### SOURCE EXTRACT
[Start of Attachment]

2.1 Pipeline Configuration Files¶

Configuration File Storage Directory Change: paddlex/pipelines updated to paddlex/configs/pipelines.
Pipeline Name Changes:
ts_fc updated to ts_forecast
ts_ad updated to ts_anomaly_detection
ts_cls updated to ts_classification

2.2 Pipeline Inference¶

1. CLI Inference for Pipelines¶

New Support:
Inference hyperparameters, specific parameters related to the pipeline, detailed in the pipeline tutorial documentation. For example, image classification pipeline supports the --topk parameter to specify the topk results to return.
Removed:
--serial_number, high-performance inference no longer requires the serial number.

2. `create_pipeline()`¶

Removed:
The serial_number parameter in high-performance inference hpi_params, high-performance inference no longer requires the serial number.
No Longer Supported:
Setting pipeline inference hyperparameters, all related parameters must be set through the pipeline configuration file, such as batch_size, thresholds, etc.
Function Updates:
When using the save_to_xxx() method to save prediction results, if save_path is a directory, the name for stored files has updated.

[End of Attachment]

[Items from a dataset]
[Start of Attachment]

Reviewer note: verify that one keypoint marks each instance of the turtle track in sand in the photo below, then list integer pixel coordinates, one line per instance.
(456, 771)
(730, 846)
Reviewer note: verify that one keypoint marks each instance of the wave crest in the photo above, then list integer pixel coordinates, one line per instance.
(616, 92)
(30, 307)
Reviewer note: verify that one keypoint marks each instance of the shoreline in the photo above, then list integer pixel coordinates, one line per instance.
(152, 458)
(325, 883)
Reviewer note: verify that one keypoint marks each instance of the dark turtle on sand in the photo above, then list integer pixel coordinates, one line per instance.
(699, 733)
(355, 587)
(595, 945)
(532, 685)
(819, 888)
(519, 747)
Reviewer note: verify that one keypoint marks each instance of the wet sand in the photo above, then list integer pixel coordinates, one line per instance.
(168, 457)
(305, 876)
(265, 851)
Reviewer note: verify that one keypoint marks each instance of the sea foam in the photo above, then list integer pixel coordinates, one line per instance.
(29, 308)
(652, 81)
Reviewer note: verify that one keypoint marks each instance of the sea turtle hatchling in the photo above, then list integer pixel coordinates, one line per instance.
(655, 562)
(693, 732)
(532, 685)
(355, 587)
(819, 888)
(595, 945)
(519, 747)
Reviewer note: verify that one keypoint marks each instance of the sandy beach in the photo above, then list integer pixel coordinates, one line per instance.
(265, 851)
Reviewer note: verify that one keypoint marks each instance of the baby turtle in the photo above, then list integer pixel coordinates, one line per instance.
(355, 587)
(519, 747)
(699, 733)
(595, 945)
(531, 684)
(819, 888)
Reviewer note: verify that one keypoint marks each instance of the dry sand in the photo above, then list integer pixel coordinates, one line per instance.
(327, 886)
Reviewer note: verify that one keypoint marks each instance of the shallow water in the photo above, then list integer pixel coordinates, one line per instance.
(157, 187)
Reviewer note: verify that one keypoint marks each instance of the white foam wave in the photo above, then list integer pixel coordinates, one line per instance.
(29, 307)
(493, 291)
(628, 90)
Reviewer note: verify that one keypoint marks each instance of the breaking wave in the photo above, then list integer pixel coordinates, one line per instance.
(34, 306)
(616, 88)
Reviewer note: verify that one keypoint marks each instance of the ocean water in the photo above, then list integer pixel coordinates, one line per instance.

[End of Attachment]
[Start of Attachment]

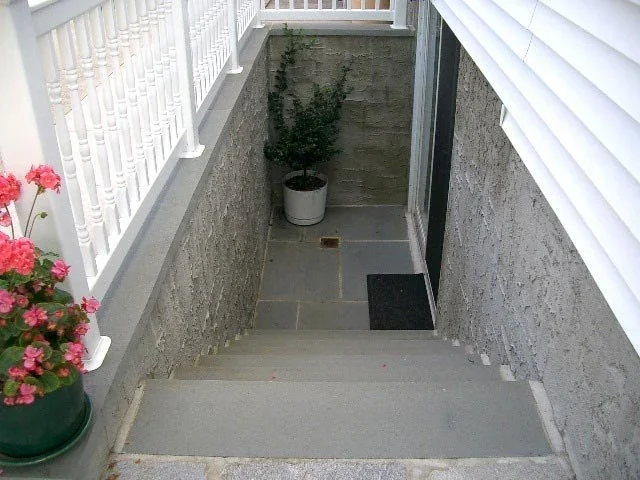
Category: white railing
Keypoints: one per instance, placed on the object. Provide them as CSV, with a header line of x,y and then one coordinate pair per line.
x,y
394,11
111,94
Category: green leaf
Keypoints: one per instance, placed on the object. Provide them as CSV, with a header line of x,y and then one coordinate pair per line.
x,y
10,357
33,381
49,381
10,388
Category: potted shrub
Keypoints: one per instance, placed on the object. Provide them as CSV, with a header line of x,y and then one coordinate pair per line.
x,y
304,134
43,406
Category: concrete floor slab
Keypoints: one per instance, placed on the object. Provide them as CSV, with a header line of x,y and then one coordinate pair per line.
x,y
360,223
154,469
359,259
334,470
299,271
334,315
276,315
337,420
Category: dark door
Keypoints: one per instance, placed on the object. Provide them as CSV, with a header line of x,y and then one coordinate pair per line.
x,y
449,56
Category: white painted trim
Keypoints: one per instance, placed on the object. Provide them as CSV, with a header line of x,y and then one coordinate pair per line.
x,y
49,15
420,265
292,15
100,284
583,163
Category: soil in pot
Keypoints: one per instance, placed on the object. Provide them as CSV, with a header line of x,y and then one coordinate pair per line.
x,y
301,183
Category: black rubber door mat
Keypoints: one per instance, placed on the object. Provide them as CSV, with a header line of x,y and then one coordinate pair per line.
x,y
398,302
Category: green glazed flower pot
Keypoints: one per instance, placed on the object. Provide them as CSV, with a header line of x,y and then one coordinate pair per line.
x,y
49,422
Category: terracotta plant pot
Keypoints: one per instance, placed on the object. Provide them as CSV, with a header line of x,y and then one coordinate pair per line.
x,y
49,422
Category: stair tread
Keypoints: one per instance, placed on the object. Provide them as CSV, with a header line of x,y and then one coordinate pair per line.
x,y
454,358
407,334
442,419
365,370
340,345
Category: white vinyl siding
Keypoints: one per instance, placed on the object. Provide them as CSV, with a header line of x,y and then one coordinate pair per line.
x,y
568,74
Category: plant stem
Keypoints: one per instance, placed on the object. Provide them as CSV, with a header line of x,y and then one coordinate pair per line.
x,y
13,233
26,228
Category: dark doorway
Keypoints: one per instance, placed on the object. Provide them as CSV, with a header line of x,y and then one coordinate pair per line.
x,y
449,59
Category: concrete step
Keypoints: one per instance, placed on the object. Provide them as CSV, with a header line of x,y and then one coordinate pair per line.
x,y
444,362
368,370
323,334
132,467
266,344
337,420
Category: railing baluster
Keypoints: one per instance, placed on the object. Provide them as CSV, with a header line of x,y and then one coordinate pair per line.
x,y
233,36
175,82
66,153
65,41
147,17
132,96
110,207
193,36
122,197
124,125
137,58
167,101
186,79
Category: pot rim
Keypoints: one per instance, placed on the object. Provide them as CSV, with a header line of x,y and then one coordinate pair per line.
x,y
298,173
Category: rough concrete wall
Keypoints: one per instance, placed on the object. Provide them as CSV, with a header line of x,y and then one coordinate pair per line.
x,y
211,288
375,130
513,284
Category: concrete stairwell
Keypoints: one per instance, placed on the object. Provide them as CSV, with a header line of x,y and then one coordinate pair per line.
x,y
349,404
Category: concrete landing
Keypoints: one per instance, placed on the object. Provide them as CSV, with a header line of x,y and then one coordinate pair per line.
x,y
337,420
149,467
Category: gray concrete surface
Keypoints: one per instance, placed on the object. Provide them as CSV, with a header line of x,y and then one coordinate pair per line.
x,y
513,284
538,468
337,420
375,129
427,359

[End of Attachment]

### DIRECTIONS
1. Using the update notes, state whether each statement agrees with the text. Answer yes or no for each and quote the words that decide it. (a) Configuration files are now stored under paddlex/configs/pipelines. (b) The CLI still needs --serial_number for high-performance inference. (c) create_pipeline() can still be used to set pipeline inference hyperparameters.
2. Summarize the update notes in three sentences.
3. In the update notes, swap "high-performance inference" for "accelerated inference" and rewrite the part starting with "1. CLI Inference" and going on through "batch_size, thresholds, etc.".

### PROBLEM SOLUTIONS
1.
(a) Yes: "paddlex/pipelines updated to paddlex/configs/pipelines."
(b) No: "--serial_number, high-performance inference no longer requires the serial number."
(c) No: "No Longer Supported: Setting pipeline inference hyperparameters, all related parameters must be set through the pipeline configuration file"

2. Pipeline configuration files moved from paddlex/pipelines to paddlex/configs/pipelines, and ts_fc, ts_ad and ts_cls became ts_forecast, ts_anomaly_detection and ts_classification. CLI inference for pipelines now supports pipeline-specific inference hyperparameters such as --topk, and it drops --serial_number because high-performance inference no longer requires a serial number. create_pipeline() likewise drops the serial_number parameter and no longer supports setting inference hyperparameters, which must be set through the pipeline configuration file, and save_to_xxx() has updated the names of stored files when save_path is a directory.

3.
1. CLI Inference for Pipelines¶

New Support:
Inference hyperparameters, specific parameters related to the pipeline, detailed in the pipeline tutorial documentation. For example, image classification pipeline supports the --topk parameter to specify the topk results to return.
Removed:
--serial_number, accelerated inference no longer requires the serial number.

2. `create_pipeline()`¶

Removed:
The serial_number parameter in accelerated inference hpi_params, accelerated inference no longer requires the serial number.
No Longer Supported:
Setting pipeline inference hyperparameters, all related parameters must be set through the pipeline configuration file, such as batch_size, thresholds, etc.